══ INFORMATION SHOWN ══

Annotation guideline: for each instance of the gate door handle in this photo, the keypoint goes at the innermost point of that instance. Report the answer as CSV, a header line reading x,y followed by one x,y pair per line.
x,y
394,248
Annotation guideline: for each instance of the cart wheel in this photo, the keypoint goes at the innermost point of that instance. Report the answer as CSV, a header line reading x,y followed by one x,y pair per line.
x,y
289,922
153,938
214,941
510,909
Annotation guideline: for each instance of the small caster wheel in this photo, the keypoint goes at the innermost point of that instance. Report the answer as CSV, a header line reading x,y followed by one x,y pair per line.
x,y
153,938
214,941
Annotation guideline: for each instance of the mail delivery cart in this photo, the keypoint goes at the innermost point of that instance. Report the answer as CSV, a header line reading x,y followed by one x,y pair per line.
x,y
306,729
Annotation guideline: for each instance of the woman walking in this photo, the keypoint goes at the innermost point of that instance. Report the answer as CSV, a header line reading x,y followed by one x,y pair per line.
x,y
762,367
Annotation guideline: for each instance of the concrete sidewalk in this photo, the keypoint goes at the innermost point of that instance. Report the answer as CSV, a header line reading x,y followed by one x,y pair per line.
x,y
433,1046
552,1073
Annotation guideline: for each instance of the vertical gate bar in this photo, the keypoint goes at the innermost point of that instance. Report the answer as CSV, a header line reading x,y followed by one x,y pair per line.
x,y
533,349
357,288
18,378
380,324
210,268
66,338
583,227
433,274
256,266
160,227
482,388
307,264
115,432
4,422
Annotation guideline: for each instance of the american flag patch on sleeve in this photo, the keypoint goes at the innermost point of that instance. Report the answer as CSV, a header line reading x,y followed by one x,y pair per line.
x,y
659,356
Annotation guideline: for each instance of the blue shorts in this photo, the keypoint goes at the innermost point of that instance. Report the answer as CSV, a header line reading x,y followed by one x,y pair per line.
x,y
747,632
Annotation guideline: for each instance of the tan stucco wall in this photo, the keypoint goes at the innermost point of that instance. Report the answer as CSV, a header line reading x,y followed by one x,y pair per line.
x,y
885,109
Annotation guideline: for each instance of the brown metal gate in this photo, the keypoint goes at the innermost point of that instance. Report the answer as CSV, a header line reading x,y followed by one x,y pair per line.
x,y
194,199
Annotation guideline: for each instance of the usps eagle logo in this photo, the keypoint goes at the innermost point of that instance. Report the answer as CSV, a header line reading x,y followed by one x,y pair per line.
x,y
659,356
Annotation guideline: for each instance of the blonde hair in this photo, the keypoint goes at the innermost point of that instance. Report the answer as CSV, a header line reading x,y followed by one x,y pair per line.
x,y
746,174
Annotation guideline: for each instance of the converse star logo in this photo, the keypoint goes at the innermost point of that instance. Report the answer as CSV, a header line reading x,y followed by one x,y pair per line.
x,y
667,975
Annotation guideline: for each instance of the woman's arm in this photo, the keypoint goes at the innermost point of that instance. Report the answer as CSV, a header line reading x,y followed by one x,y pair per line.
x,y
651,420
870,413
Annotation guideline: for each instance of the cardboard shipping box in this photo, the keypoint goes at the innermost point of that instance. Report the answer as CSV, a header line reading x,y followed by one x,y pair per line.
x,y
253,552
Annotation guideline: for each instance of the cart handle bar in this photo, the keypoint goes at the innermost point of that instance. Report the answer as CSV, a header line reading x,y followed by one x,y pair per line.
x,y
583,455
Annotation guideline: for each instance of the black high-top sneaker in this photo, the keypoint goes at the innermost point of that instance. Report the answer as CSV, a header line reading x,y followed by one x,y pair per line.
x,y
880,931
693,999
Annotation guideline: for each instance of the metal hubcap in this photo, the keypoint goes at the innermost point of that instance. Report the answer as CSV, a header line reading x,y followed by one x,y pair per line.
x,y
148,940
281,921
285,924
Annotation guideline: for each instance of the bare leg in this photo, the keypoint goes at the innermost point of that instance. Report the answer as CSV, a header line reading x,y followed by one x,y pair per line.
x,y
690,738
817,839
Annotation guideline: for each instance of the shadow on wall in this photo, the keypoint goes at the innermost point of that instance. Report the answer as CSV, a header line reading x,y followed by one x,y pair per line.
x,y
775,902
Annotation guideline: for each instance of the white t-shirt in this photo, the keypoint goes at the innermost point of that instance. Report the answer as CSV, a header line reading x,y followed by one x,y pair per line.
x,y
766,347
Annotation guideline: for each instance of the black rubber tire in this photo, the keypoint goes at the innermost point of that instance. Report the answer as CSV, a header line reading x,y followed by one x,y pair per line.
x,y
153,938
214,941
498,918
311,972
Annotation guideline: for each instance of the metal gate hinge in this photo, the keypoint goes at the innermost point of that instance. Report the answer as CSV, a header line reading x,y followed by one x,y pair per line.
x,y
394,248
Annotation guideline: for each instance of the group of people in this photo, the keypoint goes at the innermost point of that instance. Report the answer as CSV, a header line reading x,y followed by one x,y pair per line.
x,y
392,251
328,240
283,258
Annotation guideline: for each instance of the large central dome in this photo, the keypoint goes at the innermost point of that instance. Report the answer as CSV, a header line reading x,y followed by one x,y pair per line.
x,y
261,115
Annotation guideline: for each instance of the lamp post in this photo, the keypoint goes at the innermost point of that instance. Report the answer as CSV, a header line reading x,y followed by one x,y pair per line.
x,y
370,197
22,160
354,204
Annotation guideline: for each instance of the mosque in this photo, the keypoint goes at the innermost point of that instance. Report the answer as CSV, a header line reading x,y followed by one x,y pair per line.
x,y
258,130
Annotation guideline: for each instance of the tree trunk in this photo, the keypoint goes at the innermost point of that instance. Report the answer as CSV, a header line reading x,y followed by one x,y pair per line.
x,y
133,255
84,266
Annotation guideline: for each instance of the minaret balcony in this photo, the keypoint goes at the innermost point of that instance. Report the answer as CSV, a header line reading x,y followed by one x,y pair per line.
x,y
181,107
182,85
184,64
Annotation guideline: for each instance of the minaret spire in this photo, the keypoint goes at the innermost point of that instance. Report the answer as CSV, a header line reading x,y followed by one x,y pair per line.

═══

AIM OF THE TASK:
Print nothing but the lines from the line with "Annotation guideline: for each instance of the group" to the last line of the records above. Both of those lines count.

RESULT FOR THIS EXERCISE:
Annotation guideline: for each instance of the group of people in this photo, the keypoint goes at the innermost point of that instance. Report the answer as CSV, a header line reading x,y followed by one x,y pair per line.
x,y
392,251
328,240
283,258
Annotation guideline: for each instance of the large central dome in this photo, the keypoint goes at the innermost point of that instance. Report the answer as CSV, a header line reading x,y followed by one x,y pair per line.
x,y
261,115
Annotation guideline: for each instance of the lamp post in this photo, the keypoint goes at the innermost point of that instance. Report the answer as CSV, a header line reading x,y followed by one x,y pair per line.
x,y
370,197
22,160
354,204
Annotation guideline: for each instance of the mosque in this photo, the keypoint goes at the innermost point of that instance. Report the answer as CSV, a header line reading x,y followed by one x,y pair per line.
x,y
258,130
Annotation guideline: for each instance of the tree trunk in this photo, the keypoint goes at the innermost point of that instance. Report the answer as CSV, a header line reading x,y followed by one x,y pair per line.
x,y
133,255
84,266
Annotation guideline: for each instance of the minaret balcony in this photo, the keypoint goes at the innermost point of that instance. Report the answer as CSV, a header line reading x,y followed by one x,y pair per line.
x,y
181,107
182,85
184,64
Annotation guideline: for each instance of the minaret spire in this photo, the keypoint goes at the innermost point of that instance. Report the answer as CSV, a header line reading x,y followed by one x,y pair per line.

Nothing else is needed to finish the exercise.